# [Task instructions]
Find "[pin] wooden dresser -- one per line" in the data below; transcribe the line it appears on and each line after it, exactly, to the end, and nothing else.

# [Task inputs]
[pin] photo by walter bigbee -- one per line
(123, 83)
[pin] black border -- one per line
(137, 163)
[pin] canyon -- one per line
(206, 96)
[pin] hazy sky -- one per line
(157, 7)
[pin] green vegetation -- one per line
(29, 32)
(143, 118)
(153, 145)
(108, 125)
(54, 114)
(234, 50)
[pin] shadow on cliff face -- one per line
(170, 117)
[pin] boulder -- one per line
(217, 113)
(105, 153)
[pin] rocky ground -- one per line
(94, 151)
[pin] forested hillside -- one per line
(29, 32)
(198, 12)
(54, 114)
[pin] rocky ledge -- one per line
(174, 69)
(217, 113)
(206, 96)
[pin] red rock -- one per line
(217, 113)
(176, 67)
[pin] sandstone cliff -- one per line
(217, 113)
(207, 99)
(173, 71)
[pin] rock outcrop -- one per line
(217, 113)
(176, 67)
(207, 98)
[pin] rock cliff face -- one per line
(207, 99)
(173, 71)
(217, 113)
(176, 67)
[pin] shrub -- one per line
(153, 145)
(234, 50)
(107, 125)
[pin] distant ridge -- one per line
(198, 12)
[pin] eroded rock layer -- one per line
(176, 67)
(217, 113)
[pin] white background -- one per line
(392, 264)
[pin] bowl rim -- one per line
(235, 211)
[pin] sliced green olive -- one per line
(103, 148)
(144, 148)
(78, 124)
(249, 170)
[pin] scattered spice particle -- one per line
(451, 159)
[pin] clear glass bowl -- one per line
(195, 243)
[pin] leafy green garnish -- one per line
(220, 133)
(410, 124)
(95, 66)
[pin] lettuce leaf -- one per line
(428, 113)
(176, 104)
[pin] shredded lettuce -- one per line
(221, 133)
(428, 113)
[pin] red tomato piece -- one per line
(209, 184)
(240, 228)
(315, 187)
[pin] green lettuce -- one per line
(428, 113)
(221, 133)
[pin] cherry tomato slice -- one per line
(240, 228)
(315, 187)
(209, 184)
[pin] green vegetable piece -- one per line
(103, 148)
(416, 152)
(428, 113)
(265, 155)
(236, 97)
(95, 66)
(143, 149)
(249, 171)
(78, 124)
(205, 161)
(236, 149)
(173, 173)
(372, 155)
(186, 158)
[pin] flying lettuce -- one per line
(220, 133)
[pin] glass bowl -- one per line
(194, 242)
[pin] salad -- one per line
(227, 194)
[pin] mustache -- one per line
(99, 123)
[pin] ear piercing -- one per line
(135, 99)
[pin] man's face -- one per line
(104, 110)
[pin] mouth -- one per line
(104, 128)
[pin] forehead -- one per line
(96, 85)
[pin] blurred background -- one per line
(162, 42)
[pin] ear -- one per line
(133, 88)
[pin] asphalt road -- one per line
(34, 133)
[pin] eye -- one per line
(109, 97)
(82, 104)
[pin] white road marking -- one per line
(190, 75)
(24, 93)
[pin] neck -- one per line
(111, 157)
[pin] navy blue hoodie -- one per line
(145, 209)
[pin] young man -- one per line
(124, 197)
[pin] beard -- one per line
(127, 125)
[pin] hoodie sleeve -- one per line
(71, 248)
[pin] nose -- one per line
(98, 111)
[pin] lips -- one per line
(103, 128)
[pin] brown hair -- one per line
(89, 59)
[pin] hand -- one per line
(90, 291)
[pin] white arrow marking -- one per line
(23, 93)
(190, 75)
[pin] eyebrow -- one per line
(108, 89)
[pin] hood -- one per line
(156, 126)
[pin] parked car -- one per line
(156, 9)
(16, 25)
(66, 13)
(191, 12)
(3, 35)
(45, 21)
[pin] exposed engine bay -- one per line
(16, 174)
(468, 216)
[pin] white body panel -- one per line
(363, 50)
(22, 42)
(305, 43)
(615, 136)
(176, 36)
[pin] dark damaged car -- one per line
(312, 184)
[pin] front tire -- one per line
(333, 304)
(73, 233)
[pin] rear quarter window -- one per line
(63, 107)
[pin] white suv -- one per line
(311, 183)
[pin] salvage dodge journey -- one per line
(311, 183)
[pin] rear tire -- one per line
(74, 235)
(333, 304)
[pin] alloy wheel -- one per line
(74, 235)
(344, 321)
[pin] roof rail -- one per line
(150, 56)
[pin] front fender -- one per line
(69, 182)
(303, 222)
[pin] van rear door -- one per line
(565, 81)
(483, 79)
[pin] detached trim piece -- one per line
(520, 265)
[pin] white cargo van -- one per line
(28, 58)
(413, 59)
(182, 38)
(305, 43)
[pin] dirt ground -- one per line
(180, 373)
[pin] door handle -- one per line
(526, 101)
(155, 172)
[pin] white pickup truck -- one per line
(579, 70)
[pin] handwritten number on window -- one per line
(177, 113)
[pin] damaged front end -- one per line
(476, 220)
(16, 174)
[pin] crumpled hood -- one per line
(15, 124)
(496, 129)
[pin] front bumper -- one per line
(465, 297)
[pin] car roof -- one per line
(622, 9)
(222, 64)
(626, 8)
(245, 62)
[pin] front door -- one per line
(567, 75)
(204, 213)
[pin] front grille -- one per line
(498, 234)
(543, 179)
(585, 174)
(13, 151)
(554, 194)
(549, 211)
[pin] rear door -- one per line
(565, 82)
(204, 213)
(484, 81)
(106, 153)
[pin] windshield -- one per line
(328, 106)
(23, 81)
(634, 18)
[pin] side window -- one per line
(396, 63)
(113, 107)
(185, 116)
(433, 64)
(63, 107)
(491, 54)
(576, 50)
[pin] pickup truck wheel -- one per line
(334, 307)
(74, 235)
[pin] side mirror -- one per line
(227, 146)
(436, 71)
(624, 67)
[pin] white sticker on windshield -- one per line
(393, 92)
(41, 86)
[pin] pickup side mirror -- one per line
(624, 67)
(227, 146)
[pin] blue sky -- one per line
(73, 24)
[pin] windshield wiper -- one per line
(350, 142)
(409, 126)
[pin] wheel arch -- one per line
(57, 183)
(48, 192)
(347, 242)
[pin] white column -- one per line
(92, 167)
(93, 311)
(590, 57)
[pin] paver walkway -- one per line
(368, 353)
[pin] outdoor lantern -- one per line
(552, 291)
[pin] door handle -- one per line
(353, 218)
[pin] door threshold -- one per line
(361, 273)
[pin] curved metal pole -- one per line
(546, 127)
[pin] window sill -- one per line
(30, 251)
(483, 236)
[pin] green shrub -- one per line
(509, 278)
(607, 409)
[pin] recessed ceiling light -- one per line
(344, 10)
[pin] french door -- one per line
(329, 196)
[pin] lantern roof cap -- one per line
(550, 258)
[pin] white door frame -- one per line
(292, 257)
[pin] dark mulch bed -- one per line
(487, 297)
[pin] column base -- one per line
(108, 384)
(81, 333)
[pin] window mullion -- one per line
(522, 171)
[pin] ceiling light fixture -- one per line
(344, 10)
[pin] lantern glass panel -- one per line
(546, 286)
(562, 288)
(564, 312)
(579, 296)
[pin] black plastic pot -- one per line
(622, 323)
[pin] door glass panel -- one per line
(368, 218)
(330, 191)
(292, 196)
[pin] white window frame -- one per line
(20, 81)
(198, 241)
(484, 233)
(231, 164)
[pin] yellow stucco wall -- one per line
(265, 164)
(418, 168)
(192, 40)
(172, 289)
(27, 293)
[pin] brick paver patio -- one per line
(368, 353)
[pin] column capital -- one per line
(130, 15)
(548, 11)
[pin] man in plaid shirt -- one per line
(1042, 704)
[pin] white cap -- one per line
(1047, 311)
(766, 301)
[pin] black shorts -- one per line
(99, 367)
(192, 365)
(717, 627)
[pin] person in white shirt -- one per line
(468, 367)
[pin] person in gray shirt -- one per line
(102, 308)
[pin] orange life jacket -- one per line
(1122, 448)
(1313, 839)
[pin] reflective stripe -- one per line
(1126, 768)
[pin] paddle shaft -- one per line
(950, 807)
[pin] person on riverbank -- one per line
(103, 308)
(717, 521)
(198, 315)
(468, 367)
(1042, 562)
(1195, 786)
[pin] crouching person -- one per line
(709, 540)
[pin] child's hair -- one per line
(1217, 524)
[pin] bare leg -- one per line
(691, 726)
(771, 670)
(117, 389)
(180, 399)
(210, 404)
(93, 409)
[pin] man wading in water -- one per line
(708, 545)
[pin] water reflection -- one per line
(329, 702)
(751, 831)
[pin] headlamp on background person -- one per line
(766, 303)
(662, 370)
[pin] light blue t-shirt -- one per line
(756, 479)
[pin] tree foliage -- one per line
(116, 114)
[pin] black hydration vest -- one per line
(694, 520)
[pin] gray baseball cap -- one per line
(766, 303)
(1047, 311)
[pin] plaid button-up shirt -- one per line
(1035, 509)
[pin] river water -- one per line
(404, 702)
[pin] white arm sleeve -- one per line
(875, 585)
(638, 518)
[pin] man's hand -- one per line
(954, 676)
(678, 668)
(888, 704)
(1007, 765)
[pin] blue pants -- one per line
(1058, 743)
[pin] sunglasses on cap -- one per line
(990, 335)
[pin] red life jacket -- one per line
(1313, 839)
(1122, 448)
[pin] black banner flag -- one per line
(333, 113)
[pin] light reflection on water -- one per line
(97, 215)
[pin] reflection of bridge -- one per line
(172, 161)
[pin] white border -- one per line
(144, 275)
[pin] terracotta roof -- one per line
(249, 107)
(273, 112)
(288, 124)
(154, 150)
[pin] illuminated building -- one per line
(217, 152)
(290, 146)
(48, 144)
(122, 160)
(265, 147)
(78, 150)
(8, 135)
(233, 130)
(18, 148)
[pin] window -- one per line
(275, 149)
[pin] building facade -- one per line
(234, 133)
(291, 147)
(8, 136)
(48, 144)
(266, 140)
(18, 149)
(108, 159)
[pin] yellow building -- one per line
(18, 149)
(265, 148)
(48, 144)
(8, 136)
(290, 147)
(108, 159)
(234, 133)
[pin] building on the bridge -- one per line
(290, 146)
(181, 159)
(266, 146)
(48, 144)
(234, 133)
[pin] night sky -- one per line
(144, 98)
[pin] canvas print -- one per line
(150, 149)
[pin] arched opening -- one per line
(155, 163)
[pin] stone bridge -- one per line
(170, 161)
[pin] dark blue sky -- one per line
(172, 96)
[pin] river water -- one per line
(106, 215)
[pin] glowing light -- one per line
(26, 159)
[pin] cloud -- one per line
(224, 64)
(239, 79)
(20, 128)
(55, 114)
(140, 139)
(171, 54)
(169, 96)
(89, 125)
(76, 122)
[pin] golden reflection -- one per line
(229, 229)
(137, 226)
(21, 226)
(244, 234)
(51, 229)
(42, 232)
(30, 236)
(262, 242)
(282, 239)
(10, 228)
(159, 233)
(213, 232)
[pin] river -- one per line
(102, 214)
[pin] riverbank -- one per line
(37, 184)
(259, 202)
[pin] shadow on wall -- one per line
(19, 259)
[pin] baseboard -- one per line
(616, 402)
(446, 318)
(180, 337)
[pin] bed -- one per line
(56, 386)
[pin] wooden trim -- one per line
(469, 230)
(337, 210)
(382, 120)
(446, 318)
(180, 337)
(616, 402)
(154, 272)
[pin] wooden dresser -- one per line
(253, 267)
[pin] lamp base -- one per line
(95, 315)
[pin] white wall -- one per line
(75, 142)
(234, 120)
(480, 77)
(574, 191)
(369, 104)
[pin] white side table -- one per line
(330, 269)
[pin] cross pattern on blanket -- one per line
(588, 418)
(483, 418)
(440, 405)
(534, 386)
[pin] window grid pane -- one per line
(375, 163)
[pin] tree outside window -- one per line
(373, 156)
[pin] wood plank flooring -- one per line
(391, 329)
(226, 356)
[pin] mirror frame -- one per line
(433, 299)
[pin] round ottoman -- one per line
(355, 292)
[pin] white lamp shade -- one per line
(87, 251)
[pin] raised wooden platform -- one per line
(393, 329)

# [Final result]
[pin] wooden dresser -- one per line
(253, 267)
[pin] lamp base -- one per line
(95, 315)
[pin] white wall -- one per line
(75, 142)
(234, 120)
(480, 77)
(574, 191)
(369, 104)
[pin] white side table -- one per line
(330, 269)
[pin] cross pattern on blanket -- one per line
(588, 418)
(483, 418)
(440, 405)
(534, 386)
[pin] window grid pane -- one per line
(375, 163)
[pin] tree outside window -- one per line
(373, 156)
[pin] wood plank flooring -- one per line
(391, 329)
(226, 356)
[pin] mirror frame -- one per line
(433, 299)
[pin] round ottoman -- one per line
(355, 292)
[pin] white lamp shade -- one per line
(87, 251)
[pin] raised wooden platform -- one per line
(393, 329)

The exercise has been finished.